_Supplied information_
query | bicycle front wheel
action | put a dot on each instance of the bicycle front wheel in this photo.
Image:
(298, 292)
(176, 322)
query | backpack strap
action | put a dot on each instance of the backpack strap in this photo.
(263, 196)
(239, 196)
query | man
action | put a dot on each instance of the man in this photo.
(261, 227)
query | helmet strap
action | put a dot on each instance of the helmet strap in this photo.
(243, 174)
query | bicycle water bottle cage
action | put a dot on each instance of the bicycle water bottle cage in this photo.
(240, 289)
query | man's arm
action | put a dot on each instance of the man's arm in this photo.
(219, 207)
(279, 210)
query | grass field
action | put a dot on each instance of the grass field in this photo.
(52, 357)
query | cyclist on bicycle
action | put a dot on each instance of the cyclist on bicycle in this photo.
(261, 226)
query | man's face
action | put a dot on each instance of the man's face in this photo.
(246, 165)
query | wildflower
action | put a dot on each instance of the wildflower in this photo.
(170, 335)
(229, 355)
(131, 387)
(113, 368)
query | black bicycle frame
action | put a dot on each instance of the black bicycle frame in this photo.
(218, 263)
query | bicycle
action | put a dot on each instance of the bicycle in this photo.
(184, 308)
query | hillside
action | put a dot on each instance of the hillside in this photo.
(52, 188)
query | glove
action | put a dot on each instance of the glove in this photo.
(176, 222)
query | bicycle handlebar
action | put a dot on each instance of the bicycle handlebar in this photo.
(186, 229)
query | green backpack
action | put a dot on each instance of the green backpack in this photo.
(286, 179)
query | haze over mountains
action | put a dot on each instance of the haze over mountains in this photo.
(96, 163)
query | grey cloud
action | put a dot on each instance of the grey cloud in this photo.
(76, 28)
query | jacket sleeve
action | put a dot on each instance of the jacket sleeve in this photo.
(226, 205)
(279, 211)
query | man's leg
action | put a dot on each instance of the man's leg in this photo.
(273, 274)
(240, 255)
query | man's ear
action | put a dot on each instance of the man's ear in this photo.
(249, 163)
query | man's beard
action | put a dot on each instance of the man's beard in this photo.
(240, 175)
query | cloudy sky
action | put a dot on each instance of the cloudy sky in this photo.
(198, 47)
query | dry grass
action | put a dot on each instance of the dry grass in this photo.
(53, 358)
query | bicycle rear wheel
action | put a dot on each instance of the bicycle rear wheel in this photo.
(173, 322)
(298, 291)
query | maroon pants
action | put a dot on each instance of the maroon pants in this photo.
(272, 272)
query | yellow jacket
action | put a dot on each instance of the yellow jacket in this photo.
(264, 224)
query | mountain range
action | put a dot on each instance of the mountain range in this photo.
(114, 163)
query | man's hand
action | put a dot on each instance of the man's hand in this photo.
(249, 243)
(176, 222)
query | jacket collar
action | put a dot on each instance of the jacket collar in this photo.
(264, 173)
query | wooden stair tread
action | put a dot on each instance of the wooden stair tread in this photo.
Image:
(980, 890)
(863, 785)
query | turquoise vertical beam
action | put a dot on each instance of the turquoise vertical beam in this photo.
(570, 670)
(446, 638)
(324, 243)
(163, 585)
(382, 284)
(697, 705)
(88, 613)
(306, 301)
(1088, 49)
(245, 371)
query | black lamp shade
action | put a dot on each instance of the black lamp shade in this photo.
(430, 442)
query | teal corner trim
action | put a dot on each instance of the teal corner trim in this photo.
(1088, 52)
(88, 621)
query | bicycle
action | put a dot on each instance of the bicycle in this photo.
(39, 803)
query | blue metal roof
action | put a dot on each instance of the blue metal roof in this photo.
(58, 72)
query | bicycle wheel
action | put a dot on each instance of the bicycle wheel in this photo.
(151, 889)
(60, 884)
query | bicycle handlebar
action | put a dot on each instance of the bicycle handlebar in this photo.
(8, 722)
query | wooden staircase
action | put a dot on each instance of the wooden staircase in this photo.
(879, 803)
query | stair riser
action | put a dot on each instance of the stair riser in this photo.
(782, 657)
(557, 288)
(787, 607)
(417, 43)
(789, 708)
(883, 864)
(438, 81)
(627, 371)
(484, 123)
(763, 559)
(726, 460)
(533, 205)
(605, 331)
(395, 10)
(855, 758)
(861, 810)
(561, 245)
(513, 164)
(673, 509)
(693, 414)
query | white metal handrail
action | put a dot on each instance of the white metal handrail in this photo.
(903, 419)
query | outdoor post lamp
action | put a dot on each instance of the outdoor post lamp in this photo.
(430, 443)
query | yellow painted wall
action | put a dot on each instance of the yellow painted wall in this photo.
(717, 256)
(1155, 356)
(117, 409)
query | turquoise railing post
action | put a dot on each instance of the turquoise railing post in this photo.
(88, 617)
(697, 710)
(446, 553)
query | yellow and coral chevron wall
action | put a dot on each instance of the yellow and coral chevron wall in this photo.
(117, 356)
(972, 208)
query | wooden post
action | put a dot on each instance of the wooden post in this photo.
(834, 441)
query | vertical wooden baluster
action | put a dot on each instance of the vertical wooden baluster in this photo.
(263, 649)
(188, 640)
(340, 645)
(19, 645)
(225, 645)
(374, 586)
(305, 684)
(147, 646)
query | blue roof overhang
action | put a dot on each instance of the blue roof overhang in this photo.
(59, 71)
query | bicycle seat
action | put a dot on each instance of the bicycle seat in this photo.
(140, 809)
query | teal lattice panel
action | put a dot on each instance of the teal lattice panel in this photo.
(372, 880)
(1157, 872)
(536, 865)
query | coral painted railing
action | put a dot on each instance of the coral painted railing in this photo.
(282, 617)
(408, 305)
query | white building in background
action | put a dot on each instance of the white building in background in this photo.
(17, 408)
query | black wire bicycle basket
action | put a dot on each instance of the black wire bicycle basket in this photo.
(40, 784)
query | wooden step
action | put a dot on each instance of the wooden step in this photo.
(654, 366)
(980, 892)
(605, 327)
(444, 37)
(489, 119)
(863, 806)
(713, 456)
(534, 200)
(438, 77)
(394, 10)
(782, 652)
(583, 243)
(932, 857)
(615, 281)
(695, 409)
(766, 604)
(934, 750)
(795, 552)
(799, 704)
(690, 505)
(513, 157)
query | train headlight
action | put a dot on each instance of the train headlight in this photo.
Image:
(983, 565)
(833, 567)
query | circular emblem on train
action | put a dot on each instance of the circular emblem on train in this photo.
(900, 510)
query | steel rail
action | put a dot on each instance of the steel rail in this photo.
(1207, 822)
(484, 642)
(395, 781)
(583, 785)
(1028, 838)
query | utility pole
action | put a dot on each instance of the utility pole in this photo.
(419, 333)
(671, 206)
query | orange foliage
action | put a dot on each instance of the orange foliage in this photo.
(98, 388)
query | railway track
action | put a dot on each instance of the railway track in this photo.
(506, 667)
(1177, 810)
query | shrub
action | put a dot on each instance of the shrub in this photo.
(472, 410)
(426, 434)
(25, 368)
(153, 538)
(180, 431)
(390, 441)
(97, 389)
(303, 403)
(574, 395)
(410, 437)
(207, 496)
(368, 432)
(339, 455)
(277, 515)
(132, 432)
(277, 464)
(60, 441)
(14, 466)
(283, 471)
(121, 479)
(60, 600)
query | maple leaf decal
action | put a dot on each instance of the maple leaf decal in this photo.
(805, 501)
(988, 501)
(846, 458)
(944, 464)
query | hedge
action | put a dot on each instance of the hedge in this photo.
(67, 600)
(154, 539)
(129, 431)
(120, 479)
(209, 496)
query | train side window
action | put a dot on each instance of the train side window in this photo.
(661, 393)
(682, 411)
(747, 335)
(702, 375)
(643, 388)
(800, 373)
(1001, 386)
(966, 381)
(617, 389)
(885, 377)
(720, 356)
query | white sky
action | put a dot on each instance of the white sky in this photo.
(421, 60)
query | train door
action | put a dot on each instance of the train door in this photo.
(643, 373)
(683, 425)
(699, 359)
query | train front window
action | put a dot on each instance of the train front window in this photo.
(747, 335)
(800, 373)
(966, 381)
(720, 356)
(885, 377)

_Work required_
Turn the entries, from the line with "query | orange foliage" up to and including the very last line, into a JSON list of strings with one string per line. Leave out any blank lines.

_Written answer_
[
  "query | orange foliage",
  "action | put a dot on each instance of the orange foliage in this photo.",
  "(98, 388)",
  "query | railway track",
  "action | put a dot on each instance of the railway track in this photo.",
  "(506, 667)",
  "(1177, 810)",
  "query | shrub",
  "action | put a dot on each instance of the shrub in this photo.",
  "(472, 410)",
  "(426, 434)",
  "(25, 368)",
  "(153, 538)",
  "(180, 431)",
  "(390, 441)",
  "(97, 389)",
  "(303, 403)",
  "(574, 395)",
  "(410, 437)",
  "(207, 496)",
  "(368, 432)",
  "(339, 455)",
  "(277, 515)",
  "(132, 432)",
  "(277, 464)",
  "(60, 441)",
  "(14, 466)",
  "(283, 471)",
  "(121, 479)",
  "(60, 600)",
  "query | maple leaf decal",
  "action | put a dot on each instance of the maple leaf decal in this photo.",
  "(805, 501)",
  "(988, 501)",
  "(846, 458)",
  "(944, 464)",
  "query | hedge",
  "action | put a dot on each instance of the hedge in this photo.",
  "(67, 600)",
  "(154, 539)",
  "(129, 431)",
  "(120, 479)",
  "(209, 496)",
  "query | train side window",
  "action | put a dot on each instance of the train side window in this photo.",
  "(661, 393)",
  "(682, 411)",
  "(747, 335)",
  "(702, 375)",
  "(643, 388)",
  "(800, 373)",
  "(1001, 386)",
  "(966, 381)",
  "(617, 389)",
  "(885, 377)",
  "(720, 356)",
  "query | white sky",
  "action | put a dot on each instance of the white sky in this photo.",
  "(421, 60)",
  "query | train door",
  "action | put a dot on each instance of the train door in this photo.",
  "(643, 373)",
  "(683, 425)",
  "(699, 359)",
  "query | train front window",
  "action | put a dot on each instance of the train front window in this photo.",
  "(747, 335)",
  "(800, 373)",
  "(966, 381)",
  "(720, 356)",
  "(885, 377)"
]